Required task 1. Could you repeat the part of the prisoner-of-war memoir starting with "The horrifying numbers" and going on through "ever killed anyone."?
Required task 2. What comes next in the prisoner-of-war memoir? Write a continuation that picks up after its last sentence.

Text block.

══════

The horrifying numbers of deaths I have seen in those Death Camps have a strange effect on me. I want to kill every Japanese that I’ve seen on my return to England. I was very young at the time and I never saw an old man die in the camps. They were all so young – so very young. It is a mixed sort of blessing that I can say that I’ve never ever killed anyone.
During the last three months of our P.O.W. existence, we saw numerous flights of Yankee Super-fortress Bombers pass over the camps. The very first time we saw them, we all dived for cover – for what coverage there was anyway; sticks and cardboard, whatever protection that would have offered.
Obviously the Yanks would have known the exact location of the prison camps, and they would have certainly had bigger fish than us to fry. It did indicate however that there was a light at the end of the tunnel, and our wireless told us that our release wouldn’t be so far away.
During that period, Yashata came to the camp and told me that if anything unusual happens, it would be wise for me to make my way into the jungle. He told me also that he didn’t know if he would ever be able to return to the camp to see me again. He asked me if I would write to him when I got home.

══════

Material supplied.
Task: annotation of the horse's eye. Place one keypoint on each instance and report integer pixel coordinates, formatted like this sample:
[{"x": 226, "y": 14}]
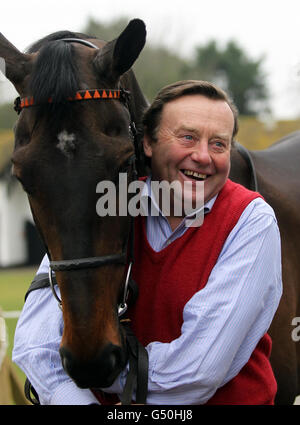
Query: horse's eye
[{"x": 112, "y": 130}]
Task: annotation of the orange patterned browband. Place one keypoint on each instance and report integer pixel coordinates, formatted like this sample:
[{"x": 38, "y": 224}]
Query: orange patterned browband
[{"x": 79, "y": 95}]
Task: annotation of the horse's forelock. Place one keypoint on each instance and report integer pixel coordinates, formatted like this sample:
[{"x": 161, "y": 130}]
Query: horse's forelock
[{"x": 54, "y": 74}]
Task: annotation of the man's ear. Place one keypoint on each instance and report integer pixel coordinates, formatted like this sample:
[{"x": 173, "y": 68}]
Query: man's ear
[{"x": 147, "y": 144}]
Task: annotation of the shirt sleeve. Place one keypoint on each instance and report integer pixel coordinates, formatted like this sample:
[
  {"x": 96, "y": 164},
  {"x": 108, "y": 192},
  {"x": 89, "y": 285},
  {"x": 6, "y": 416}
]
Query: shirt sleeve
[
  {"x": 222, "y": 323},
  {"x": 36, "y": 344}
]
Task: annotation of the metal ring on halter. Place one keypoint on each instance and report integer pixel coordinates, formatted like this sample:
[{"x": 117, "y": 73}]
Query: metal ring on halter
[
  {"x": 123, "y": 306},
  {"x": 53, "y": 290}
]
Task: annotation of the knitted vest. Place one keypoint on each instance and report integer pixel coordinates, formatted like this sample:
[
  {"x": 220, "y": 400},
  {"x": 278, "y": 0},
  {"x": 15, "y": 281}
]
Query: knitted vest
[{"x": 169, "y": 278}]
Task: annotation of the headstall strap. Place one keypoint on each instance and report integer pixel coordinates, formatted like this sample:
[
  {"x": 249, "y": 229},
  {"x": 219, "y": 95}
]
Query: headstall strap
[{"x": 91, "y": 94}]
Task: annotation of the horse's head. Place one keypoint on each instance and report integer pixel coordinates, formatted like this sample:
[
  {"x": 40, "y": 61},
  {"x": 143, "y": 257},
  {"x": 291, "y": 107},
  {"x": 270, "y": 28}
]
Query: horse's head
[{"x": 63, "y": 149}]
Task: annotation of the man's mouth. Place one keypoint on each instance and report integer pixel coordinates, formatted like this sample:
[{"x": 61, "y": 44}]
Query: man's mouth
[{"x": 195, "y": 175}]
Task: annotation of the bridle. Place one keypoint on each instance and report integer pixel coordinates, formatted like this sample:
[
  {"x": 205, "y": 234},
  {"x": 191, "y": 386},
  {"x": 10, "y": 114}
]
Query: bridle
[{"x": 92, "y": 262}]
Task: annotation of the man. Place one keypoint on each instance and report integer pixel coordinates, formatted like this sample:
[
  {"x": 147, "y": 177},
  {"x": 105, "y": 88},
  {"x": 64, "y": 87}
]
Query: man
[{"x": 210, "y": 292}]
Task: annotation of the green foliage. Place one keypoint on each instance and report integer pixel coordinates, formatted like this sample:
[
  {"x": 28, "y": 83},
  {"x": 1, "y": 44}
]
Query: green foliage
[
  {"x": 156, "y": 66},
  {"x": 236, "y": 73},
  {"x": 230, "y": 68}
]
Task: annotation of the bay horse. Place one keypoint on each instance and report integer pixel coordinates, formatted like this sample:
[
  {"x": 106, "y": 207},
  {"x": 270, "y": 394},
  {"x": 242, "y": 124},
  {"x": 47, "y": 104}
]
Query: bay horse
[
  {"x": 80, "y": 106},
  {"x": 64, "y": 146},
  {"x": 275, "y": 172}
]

══════

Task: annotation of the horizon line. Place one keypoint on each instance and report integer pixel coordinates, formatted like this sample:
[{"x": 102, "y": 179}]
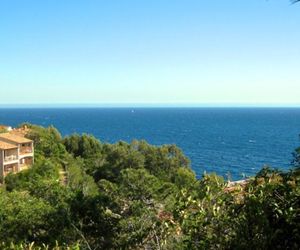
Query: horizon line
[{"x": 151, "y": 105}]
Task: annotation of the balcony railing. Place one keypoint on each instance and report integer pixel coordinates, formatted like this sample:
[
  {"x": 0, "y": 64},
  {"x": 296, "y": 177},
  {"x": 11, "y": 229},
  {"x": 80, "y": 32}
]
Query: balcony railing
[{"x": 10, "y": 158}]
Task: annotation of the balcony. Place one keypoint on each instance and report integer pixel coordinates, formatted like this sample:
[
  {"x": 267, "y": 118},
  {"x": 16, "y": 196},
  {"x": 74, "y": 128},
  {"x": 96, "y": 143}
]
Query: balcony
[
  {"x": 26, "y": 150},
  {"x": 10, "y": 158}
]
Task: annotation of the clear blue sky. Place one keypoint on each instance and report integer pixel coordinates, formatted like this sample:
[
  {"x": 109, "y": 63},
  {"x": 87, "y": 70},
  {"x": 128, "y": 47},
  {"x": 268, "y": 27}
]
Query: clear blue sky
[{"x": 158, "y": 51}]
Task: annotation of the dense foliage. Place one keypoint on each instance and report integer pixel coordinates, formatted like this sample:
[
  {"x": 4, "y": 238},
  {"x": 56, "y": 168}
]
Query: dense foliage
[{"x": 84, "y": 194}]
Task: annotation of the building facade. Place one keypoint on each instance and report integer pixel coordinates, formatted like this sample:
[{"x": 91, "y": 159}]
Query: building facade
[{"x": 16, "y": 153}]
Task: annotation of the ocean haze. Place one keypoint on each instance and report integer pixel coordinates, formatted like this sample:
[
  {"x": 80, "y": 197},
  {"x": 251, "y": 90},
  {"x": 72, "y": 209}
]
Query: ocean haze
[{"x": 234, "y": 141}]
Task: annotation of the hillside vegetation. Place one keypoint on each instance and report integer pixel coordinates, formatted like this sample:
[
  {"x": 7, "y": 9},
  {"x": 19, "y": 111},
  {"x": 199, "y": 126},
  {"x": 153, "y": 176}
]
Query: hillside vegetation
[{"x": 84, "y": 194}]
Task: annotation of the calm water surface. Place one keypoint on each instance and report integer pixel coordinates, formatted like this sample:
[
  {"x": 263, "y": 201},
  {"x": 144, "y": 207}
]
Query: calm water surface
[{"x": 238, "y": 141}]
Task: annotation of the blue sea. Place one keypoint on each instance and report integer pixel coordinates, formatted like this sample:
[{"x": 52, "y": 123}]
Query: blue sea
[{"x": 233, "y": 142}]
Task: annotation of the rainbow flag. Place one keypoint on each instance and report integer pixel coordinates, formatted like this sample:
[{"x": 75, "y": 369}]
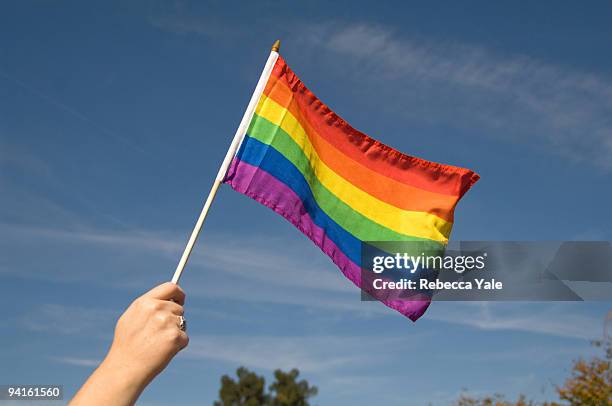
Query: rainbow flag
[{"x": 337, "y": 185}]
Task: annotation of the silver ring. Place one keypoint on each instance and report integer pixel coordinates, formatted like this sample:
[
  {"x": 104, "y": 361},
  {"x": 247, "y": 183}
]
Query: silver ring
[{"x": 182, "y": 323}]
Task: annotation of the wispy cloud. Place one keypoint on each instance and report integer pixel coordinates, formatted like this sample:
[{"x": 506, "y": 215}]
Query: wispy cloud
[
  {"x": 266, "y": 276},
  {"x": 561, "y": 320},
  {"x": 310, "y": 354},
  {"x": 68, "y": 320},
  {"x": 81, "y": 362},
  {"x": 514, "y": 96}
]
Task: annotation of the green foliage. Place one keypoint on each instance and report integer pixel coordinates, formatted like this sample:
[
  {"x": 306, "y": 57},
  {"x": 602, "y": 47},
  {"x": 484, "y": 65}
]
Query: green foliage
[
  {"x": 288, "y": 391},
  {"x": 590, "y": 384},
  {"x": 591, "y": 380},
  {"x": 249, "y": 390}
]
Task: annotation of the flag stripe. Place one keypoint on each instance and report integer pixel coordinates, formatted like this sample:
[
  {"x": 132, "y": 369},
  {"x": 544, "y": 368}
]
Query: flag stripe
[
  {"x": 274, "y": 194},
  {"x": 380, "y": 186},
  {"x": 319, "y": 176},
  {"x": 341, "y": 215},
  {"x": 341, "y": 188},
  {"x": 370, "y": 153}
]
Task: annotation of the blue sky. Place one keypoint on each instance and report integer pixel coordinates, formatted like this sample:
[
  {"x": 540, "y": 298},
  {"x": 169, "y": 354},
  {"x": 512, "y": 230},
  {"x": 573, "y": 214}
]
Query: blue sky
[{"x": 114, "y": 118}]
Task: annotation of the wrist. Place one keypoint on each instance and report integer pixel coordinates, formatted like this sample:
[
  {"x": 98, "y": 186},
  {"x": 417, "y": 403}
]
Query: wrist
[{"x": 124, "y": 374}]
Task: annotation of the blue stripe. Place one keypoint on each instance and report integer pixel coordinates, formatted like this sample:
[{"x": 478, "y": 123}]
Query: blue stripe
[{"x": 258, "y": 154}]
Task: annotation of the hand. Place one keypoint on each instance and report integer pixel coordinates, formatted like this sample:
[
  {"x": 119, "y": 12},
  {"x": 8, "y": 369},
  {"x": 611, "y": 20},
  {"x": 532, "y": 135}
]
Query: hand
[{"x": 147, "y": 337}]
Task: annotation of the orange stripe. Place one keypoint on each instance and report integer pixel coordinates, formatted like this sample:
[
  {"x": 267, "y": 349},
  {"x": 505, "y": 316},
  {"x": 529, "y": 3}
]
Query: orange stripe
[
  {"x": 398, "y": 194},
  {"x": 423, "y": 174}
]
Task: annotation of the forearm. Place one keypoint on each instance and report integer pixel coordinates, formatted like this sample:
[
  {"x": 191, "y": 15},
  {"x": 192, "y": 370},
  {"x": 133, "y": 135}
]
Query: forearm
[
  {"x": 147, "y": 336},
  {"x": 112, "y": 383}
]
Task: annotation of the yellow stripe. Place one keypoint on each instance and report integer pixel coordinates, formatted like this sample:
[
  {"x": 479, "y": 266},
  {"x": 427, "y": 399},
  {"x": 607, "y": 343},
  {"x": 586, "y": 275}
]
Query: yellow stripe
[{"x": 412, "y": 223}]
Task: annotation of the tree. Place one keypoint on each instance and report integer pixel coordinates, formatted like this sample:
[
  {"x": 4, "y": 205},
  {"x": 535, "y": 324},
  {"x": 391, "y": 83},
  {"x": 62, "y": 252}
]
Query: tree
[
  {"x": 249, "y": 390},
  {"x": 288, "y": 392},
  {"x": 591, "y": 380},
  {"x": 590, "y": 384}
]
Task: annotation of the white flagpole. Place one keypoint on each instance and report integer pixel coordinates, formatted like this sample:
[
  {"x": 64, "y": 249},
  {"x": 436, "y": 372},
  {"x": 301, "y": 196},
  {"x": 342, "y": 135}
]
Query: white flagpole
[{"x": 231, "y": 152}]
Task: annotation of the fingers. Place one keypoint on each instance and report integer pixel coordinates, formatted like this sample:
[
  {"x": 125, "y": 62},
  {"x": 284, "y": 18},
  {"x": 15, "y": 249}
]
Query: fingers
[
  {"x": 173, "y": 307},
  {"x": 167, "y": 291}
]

══════

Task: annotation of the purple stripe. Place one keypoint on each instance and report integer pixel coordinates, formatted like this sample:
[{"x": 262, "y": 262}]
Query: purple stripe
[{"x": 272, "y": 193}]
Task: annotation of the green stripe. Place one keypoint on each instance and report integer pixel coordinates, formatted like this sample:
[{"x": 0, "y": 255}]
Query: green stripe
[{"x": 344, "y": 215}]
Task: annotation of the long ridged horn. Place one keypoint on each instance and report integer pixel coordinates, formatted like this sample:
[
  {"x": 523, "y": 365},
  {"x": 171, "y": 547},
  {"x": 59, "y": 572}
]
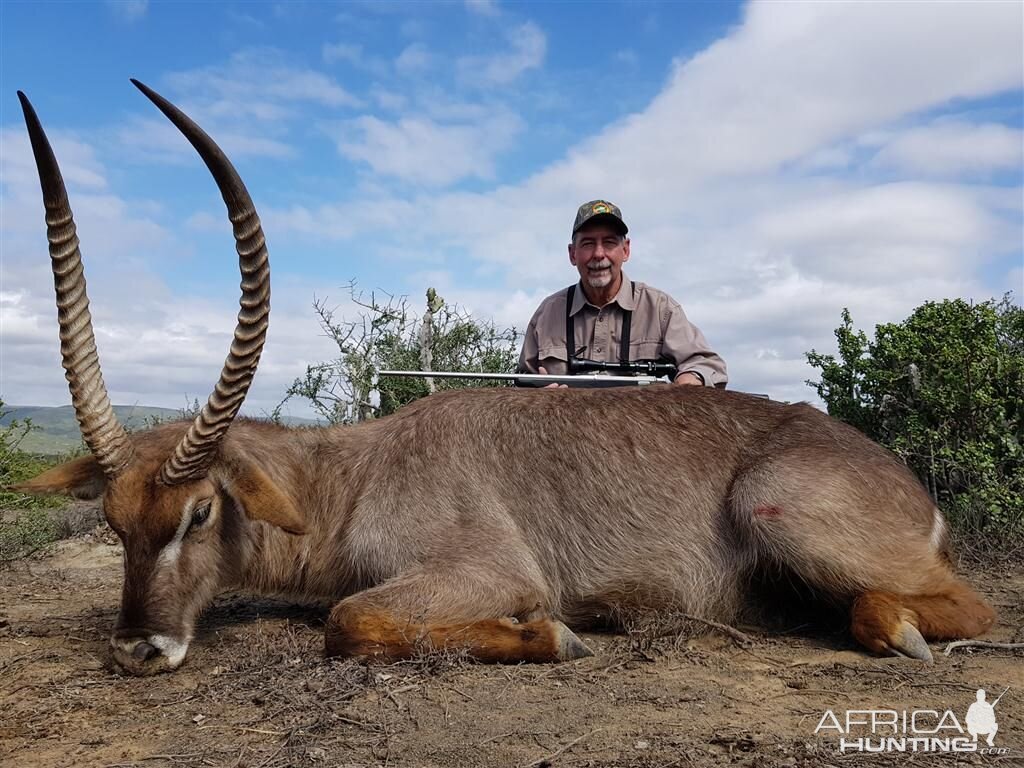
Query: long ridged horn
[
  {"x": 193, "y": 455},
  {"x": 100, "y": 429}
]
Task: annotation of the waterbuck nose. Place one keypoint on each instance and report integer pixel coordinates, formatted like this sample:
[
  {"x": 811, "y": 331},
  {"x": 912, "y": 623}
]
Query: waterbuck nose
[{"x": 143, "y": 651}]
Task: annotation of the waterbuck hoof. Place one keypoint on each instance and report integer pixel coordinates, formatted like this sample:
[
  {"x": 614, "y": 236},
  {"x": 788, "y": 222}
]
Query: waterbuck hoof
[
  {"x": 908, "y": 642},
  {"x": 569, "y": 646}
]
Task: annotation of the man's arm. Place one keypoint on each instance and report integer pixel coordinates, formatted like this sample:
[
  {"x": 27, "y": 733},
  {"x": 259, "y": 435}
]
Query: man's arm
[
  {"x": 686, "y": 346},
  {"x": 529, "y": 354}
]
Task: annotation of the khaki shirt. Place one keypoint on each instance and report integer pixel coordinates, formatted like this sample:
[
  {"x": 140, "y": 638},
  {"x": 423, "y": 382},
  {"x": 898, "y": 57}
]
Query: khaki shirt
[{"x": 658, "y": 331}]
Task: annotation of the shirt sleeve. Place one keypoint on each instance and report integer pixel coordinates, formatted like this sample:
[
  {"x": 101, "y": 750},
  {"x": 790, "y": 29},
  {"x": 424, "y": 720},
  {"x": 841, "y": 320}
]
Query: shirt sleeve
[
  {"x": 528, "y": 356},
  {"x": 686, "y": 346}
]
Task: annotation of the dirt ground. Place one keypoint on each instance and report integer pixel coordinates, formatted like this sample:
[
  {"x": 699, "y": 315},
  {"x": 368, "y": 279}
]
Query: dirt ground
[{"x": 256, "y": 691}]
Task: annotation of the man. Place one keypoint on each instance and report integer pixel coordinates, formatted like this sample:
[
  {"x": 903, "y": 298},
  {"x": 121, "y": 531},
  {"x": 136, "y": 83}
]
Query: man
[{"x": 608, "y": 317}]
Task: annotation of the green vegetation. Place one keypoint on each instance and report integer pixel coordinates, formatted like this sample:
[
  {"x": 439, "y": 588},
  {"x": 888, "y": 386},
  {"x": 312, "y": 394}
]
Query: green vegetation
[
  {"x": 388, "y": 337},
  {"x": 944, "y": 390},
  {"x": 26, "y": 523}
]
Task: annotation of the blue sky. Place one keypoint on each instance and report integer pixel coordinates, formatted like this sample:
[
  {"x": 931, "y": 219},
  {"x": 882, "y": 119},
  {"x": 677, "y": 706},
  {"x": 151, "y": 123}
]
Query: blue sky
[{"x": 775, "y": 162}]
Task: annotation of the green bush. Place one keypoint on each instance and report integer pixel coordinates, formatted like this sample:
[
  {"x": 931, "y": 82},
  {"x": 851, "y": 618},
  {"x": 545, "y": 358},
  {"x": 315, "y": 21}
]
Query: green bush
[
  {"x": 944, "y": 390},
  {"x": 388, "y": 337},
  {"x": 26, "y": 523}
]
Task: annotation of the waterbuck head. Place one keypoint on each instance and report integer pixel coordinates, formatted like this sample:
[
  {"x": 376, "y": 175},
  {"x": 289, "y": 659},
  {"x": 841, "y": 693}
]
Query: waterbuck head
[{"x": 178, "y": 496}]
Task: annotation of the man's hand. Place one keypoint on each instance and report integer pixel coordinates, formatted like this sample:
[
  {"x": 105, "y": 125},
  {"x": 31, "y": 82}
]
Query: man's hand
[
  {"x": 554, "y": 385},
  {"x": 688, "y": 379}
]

══════

Task result 1.
The horrifying numbers of deaths I have seen in those Death Camps have a strange effect on me. I want to kill every Japanese that I’ve seen on my return to England. I was very young at the time and I never saw an old man die in the camps. They were all so young – so very young. It is a mixed sort of blessing that I can say that I’ve never ever killed anyone.

Task result 2.
Always, I have tried to be straight with people and I told his interpreter that I COULDN’T write to him because of the atrocities that his Japanese counterparts had committed against my fellow countrymen. That alone forbade me to write to any Japanese. He was sad but he obviously understood my feelings. We shook hands and I too was sad – very sad.
Many was the good deed that man YASHATA had done for me and my football comrades and it was mainly due to the friendship of that man which enabled us to survive those hell-holes. But, the most haunting thing in my mind was the barbaric ways the Japanese had killed my poor colleagues. That alone outweighed the things that Yashata had done for us. I still wiped a few tears from my eyes as he walked away from me for the last time.
I started to look forward to my release.